**Ihre Aufgabe:** Überführen Sie sämtliche nachstehenden Daten in eine Markdown-Tabelle mit den Spalten „Nummer“ und „Datenzeile“, in der jede Zeile fortlaufend nummeriert ist. Leerzeilen lassen Sie dabei aus.

**Extrahierte Daten:**

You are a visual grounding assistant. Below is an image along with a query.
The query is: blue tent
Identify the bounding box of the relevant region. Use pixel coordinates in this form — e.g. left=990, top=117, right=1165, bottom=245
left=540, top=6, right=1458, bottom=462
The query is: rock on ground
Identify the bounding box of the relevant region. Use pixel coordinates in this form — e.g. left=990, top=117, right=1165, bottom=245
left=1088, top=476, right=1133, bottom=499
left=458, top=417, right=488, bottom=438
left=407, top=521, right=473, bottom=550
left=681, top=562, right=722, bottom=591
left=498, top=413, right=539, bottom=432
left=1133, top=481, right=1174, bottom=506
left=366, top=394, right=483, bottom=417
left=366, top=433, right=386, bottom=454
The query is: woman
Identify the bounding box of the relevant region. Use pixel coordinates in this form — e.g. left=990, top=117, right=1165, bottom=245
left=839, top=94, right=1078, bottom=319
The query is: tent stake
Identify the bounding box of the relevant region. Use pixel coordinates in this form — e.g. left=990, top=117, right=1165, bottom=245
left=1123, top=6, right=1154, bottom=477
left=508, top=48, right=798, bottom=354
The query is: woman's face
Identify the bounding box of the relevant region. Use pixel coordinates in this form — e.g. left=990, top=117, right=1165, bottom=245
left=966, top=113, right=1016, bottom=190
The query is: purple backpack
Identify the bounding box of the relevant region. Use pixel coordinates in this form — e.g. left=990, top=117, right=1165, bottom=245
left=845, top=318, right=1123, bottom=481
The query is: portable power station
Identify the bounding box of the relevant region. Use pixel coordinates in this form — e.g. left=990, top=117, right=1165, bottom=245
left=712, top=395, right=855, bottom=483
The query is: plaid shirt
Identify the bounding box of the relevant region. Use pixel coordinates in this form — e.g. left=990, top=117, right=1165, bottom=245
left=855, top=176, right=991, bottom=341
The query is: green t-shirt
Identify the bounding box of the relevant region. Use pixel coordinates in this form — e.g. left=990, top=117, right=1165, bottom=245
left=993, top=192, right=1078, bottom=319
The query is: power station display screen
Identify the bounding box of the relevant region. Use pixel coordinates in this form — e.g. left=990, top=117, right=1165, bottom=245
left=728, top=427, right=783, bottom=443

**Vollständige Antwort:**
| Nummer | Datenzeile |
|---|---|
| 1 | You are a visual grounding assistant. Below is an image along with a query. |
| 2 | The query is: blue tent |
| 3 | Identify the bounding box of the relevant region. Use pixel coordinates in this form — e.g. left=990, top=117, right=1165, bottom=245 |
| 4 | left=540, top=6, right=1458, bottom=462 |
| 5 | The query is: rock on ground |
| 6 | Identify the bounding box of the relevant region. Use pixel coordinates in this form — e.g. left=990, top=117, right=1165, bottom=245 |
| 7 | left=1088, top=476, right=1133, bottom=499 |
| 8 | left=458, top=417, right=488, bottom=438 |
| 9 | left=407, top=521, right=473, bottom=550 |
| 10 | left=681, top=562, right=722, bottom=591 |
| 11 | left=498, top=413, right=539, bottom=432 |
| 12 | left=1133, top=481, right=1174, bottom=506 |
| 13 | left=366, top=394, right=483, bottom=417 |
| 14 | left=366, top=433, right=386, bottom=454 |
| 15 | The query is: woman |
| 16 | Identify the bounding box of the relevant region. Use pixel coordinates in this form — e.g. left=990, top=117, right=1165, bottom=245 |
| 17 | left=839, top=94, right=1078, bottom=319 |
| 18 | The query is: tent stake |
| 19 | Identify the bounding box of the relevant region. Use pixel coordinates in this form — e.g. left=990, top=117, right=1165, bottom=245 |
| 20 | left=1123, top=6, right=1154, bottom=477 |
| 21 | left=508, top=48, right=798, bottom=354 |
| 22 | The query is: woman's face |
| 23 | Identify the bounding box of the relevant region. Use pixel coordinates in this form — e.g. left=990, top=117, right=1165, bottom=245 |
| 24 | left=966, top=113, right=1016, bottom=190 |
| 25 | The query is: purple backpack |
| 26 | Identify the bounding box of the relevant region. Use pixel coordinates in this form — e.g. left=990, top=117, right=1165, bottom=245 |
| 27 | left=845, top=318, right=1123, bottom=481 |
| 28 | The query is: portable power station |
| 29 | Identify the bounding box of the relevant region. Use pixel coordinates in this form — e.g. left=990, top=117, right=1165, bottom=245 |
| 30 | left=712, top=395, right=855, bottom=483 |
| 31 | The query is: plaid shirt |
| 32 | Identify the bounding box of the relevant region. Use pixel coordinates in this form — e.g. left=990, top=117, right=1165, bottom=245 |
| 33 | left=855, top=176, right=991, bottom=341 |
| 34 | The query is: green t-shirt |
| 35 | Identify the bounding box of the relevant region. Use pixel coordinates in this form — e.g. left=990, top=117, right=1165, bottom=245 |
| 36 | left=993, top=192, right=1078, bottom=319 |
| 37 | The query is: power station display screen |
| 38 | Identify the bounding box of the relevant region. Use pixel coordinates in this form — e.g. left=990, top=117, right=1165, bottom=245 |
| 39 | left=728, top=427, right=783, bottom=443 |